> [WORK ITEM]
Only one portion of the data is to be written out: from the line bearing "Task: point to each instance of the wooden floor" through the line bearing "Task: point to each instance of the white". Write it exactly as it appears.

> [AVAILABLE DATA]
____

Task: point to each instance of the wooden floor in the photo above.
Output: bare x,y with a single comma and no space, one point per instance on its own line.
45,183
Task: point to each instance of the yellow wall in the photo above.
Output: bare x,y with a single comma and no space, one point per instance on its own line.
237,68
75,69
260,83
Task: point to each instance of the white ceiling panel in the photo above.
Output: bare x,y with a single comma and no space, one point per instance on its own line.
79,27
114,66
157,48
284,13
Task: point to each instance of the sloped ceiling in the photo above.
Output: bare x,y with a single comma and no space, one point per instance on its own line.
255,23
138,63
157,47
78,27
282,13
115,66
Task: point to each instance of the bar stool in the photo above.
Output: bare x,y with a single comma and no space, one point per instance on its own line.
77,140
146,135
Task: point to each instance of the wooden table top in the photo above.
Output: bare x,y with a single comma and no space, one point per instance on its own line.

____

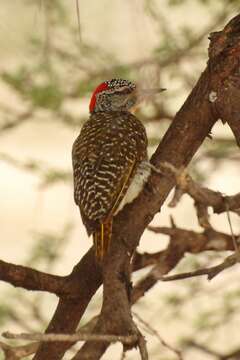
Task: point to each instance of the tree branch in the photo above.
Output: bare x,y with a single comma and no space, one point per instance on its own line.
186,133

____

> [WORKED SOLUTION]
Task: point to each instance of the wooden floor in the photo above.
Output: bare x,y with a single comma and no space, one point per instance on its own line.
45,183
Task: point to each instance of the yellow wall in the photo above.
Output: bare x,y with a single comma and no space, one point per instance on its own line.
237,68
75,69
260,83
Task: point to each instance of the white ceiling panel in the photo above.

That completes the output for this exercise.